▶ _Work to complete_
Copy all of the data below word for word, without the pictures.

Photo-based point labeling data:

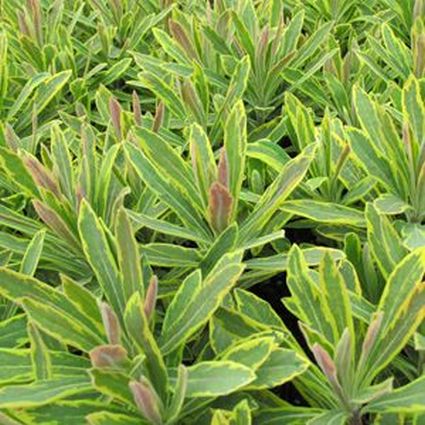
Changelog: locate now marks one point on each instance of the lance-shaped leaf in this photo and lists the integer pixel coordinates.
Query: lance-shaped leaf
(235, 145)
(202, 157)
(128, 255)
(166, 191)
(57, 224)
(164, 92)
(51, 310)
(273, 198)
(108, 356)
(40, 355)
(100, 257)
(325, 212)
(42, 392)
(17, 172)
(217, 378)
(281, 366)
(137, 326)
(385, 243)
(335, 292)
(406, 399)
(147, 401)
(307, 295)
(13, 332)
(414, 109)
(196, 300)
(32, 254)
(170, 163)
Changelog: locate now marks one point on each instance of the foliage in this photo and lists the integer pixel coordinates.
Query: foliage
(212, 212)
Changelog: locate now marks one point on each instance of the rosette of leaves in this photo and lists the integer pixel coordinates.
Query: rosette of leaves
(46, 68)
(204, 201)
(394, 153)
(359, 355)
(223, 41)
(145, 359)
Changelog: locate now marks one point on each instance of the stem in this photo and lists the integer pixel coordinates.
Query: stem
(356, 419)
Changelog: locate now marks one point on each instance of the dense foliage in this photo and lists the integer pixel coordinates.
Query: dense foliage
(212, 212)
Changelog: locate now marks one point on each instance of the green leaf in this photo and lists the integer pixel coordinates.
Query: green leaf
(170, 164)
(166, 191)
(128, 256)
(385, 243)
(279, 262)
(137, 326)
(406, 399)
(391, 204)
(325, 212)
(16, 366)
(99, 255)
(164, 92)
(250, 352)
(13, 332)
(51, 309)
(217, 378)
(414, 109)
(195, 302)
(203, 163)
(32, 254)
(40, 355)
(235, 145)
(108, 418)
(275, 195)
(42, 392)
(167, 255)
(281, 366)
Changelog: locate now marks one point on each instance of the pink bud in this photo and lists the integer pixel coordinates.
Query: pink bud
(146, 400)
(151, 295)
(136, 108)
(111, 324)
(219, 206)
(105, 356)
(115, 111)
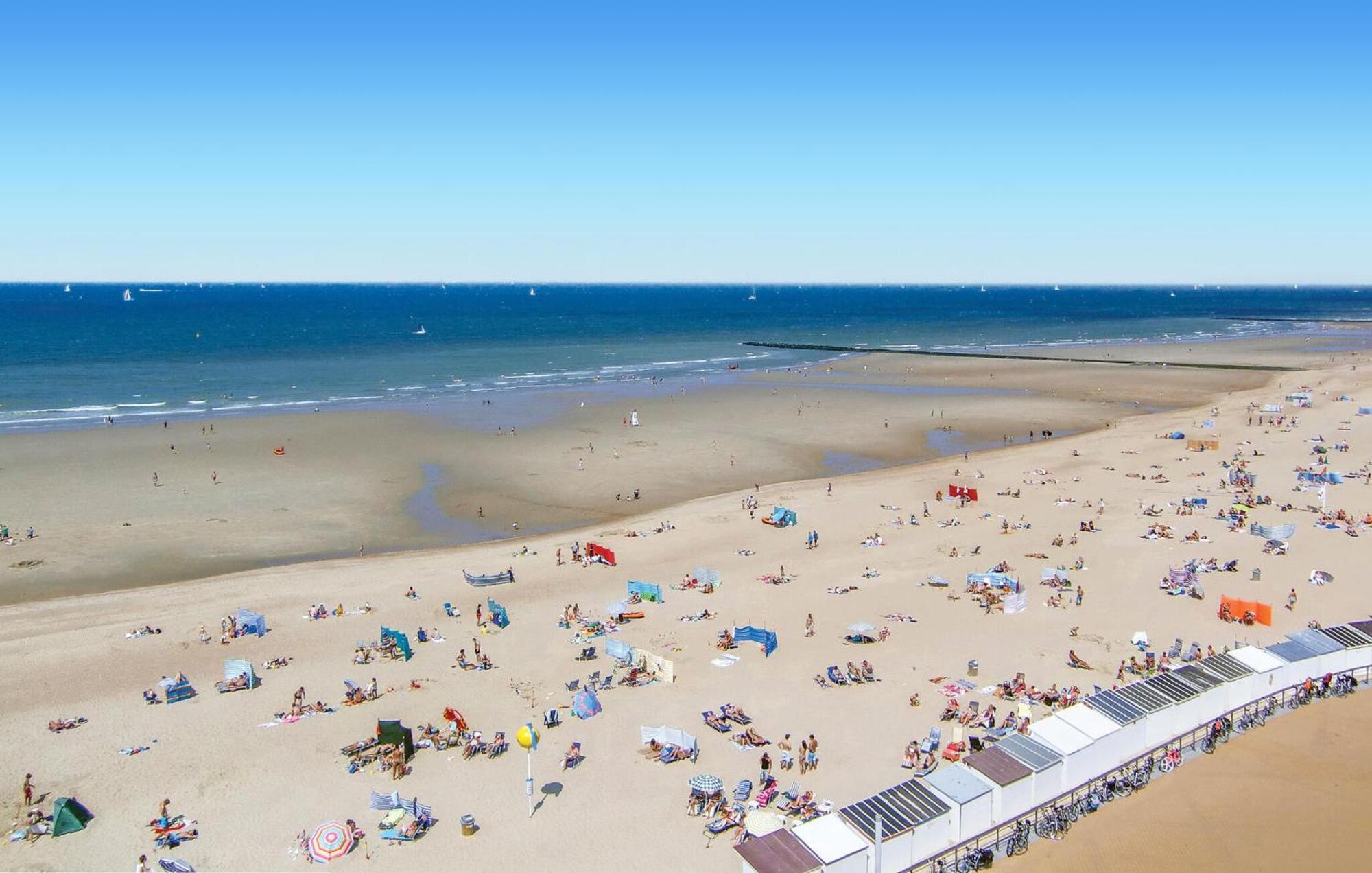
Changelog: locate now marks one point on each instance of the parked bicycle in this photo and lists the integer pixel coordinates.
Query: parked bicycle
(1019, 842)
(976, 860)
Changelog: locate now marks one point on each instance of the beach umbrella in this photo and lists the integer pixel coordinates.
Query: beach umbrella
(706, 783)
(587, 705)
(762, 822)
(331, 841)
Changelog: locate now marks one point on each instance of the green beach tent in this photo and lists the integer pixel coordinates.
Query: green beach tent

▶ _Reply_
Changelog: locate now marks one point on each instance of the lance-shaped leaf in this photo and lists the integer pixel coordinates.
Query: lance-shaped leaf
(235, 145)
(202, 157)
(128, 255)
(166, 191)
(57, 224)
(164, 92)
(51, 310)
(273, 198)
(108, 356)
(40, 355)
(100, 257)
(325, 212)
(42, 392)
(17, 172)
(217, 378)
(281, 366)
(137, 326)
(385, 243)
(335, 292)
(406, 399)
(147, 401)
(307, 295)
(13, 332)
(414, 109)
(196, 300)
(32, 254)
(170, 163)
Changelog: locate now marks one point on each instance of the foliage in this photo and lists the integer pixel coordinates.
Query: foliage
(212, 212)
Changelog: locate now marks one point on each instance of the rosette of leaves in this photo and lists the integer pixel coordinates.
Query: rosette of leaves
(46, 68)
(204, 201)
(394, 153)
(359, 355)
(223, 41)
(145, 359)
Changelog: locate now marks one point on each instance of the stem in this photo and lists the integer pixel coordinates.
Query: stem
(356, 419)
Changelog: locate now marks one point on each instance of the dense foliage in this photo and lists the integer pixel coordinates.
Query: dense foliage
(212, 212)
Changelog: locate now marks one point on each instance of the green leaf in this photo and lists the integer pixel coordinates.
Query: green leaf
(170, 164)
(166, 191)
(128, 256)
(385, 243)
(279, 262)
(137, 326)
(406, 399)
(391, 204)
(325, 212)
(16, 366)
(99, 255)
(164, 92)
(250, 352)
(13, 332)
(51, 309)
(217, 378)
(414, 109)
(195, 302)
(203, 163)
(32, 254)
(40, 355)
(235, 145)
(108, 418)
(275, 195)
(42, 392)
(167, 255)
(281, 366)
Changelog: locate now marks one point on each instance of the pink bud in this photo and lists the integer pixel coordinates.
Query: pink bud
(146, 400)
(151, 295)
(136, 108)
(111, 324)
(219, 206)
(105, 356)
(115, 111)
Changelog: locate now marks one point on each instance of the parked bicycle in this photo and lists the integer pixel coordinates.
Query: parked bicycle
(1019, 842)
(976, 860)
Changelog: locate now marks one point on each instance of the beach umbrella in this photo and lists the integer pixel coordinates.
Query: beach umbrella
(706, 783)
(587, 705)
(762, 822)
(331, 841)
Changelog: locate now marks one point on each instance of the green beach tent in this photo and lists the integer pixel coordinates.
Query: green beach tent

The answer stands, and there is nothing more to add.